-- Start --

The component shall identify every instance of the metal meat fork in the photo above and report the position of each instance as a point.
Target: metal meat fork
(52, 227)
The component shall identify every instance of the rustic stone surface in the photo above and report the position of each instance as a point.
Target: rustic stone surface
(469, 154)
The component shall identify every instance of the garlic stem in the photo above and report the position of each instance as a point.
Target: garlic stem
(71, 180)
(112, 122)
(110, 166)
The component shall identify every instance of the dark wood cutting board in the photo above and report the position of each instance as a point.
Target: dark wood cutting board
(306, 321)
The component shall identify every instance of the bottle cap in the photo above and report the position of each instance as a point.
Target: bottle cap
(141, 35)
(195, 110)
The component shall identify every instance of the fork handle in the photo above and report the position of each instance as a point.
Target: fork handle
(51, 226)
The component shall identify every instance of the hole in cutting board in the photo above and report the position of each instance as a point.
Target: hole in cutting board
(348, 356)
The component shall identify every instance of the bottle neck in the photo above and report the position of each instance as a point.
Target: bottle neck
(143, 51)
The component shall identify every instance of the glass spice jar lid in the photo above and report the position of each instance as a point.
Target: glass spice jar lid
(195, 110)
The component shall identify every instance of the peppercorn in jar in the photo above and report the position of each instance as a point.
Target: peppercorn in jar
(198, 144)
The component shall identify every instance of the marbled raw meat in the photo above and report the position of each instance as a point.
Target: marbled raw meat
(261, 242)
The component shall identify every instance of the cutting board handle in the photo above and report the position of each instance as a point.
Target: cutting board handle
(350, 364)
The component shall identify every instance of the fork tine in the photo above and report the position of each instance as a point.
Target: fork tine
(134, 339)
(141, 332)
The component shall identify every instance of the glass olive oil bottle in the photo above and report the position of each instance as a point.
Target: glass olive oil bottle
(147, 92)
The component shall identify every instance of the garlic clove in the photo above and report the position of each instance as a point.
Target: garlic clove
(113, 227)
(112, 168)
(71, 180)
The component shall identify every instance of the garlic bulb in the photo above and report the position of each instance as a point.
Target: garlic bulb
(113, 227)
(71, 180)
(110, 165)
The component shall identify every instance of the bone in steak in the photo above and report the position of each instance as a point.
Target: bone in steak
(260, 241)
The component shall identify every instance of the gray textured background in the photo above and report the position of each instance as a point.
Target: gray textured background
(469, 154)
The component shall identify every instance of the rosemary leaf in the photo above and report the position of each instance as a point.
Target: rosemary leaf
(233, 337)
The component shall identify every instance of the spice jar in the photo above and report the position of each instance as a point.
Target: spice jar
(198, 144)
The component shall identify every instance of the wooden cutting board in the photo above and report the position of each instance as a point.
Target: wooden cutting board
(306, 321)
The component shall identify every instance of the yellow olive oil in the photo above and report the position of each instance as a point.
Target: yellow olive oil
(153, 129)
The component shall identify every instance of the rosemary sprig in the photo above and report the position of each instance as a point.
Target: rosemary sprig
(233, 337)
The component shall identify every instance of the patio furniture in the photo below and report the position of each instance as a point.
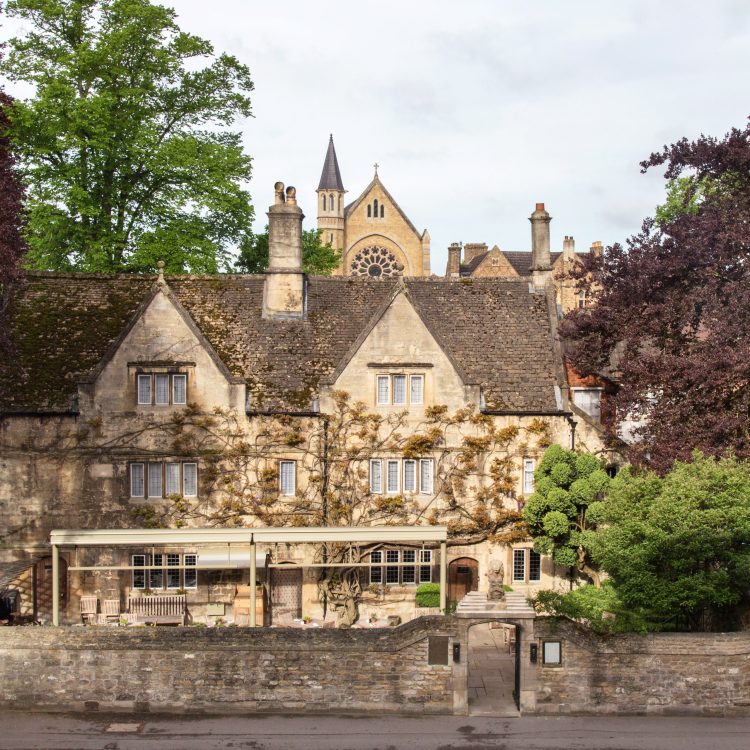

-- End --

▸ BRIEF: Extract each line above that contains the word "marbled".

▸ EXERCISE RESPONSE:
The component shall identify every instance of the marbled raw meat in the photo above and report the position of each instance as a point.
Target: marbled raw meat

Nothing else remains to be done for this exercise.